*** Opening of Provided entries ***

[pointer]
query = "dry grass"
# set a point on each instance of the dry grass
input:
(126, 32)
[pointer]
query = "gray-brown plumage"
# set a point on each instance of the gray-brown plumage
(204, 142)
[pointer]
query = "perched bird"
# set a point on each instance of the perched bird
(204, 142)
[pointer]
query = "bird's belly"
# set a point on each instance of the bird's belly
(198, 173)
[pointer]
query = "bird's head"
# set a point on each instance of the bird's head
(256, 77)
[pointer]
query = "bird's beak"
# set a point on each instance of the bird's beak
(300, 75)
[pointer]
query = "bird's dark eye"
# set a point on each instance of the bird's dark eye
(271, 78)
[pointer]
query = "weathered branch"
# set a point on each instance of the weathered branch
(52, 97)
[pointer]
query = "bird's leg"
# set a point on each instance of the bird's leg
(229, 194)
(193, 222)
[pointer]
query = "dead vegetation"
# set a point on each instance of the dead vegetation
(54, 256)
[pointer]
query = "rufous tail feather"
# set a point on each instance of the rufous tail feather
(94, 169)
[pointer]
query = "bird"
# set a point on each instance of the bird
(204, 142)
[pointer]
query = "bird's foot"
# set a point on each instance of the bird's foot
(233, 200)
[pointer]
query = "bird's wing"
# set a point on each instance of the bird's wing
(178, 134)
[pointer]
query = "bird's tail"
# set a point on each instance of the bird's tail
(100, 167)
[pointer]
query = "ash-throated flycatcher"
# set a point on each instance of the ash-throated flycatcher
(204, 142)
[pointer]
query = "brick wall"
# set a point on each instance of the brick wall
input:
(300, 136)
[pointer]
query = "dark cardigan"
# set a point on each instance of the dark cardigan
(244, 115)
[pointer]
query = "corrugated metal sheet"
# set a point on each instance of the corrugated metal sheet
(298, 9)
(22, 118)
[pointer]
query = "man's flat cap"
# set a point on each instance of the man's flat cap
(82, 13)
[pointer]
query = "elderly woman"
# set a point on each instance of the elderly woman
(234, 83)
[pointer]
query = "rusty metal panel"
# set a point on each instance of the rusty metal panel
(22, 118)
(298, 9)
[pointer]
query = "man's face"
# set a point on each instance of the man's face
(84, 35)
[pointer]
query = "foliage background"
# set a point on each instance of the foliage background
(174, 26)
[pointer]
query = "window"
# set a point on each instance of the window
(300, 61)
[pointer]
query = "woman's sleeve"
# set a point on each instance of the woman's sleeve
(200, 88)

*** Close of Provided entries ***

Every entry above should be returned exactly as written.

[pointer]
query = "dry grass"
# set a point on each instance of the dry grass
input:
(126, 32)
[pointer]
query = "gray-brown plumage"
# set a point on each instance of the gray-brown plumage
(204, 142)
[pointer]
query = "perched bird"
# set a point on each instance of the perched bird
(204, 142)
[pointer]
query = "bird's belly"
# set a point on each instance of the bird's belly
(198, 173)
[pointer]
query = "bird's head"
# set a point on each instance of the bird's head
(256, 77)
[pointer]
query = "bird's beak"
# set a point on each instance of the bird's beak
(300, 75)
[pointer]
query = "bird's dark eye"
# set a point on each instance of the bird's dark eye
(271, 78)
[pointer]
query = "weathered branch"
# set a point on each instance of the weathered branch
(52, 97)
[pointer]
query = "bird's leg"
# set a point on each instance of the bird's leg
(229, 194)
(193, 222)
[pointer]
query = "dead vegetation"
# set a point on each instance of the dead vegetation
(54, 256)
[pointer]
query = "rufous tail feather"
# set a point on each instance of the rufous tail feather
(94, 169)
[pointer]
query = "bird"
# set a point on each instance of the bird
(204, 142)
[pointer]
query = "bird's foot"
# set a point on each instance of the bird's foot
(233, 200)
[pointer]
query = "bird's wing"
# set a point on each instance of the bird's wing
(178, 134)
[pointer]
query = "bird's tail"
# set a point on each instance of the bird's tail
(100, 167)
[pointer]
query = "ash-throated flycatcher"
# set a point on each instance of the ash-throated flycatcher
(204, 142)
[pointer]
query = "brick wall"
# set a point on each instance of the brick wall
input:
(300, 136)
[pointer]
query = "dark cardigan"
# set a point on each instance of the dark cardigan
(244, 115)
[pointer]
query = "corrugated metal sheet"
# set a point on each instance of the corrugated metal sheet
(298, 9)
(22, 118)
[pointer]
query = "man's flat cap"
# set a point on each instance of the man's flat cap
(82, 13)
[pointer]
query = "elderly woman"
# set a point on each instance of the elderly woman
(234, 83)
[pointer]
query = "rusty metal panel"
# set a point on each instance of the rusty metal panel
(22, 118)
(298, 9)
[pointer]
query = "man's face"
# set a point on each instance of the man's face
(84, 35)
[pointer]
query = "foliage background"
# set a point on each instance of the foliage background
(174, 26)
[pointer]
query = "window"
# set a point on each instance of the window
(300, 61)
[pointer]
query = "woman's sleeve"
# set a point on each instance of the woman's sleeve
(200, 88)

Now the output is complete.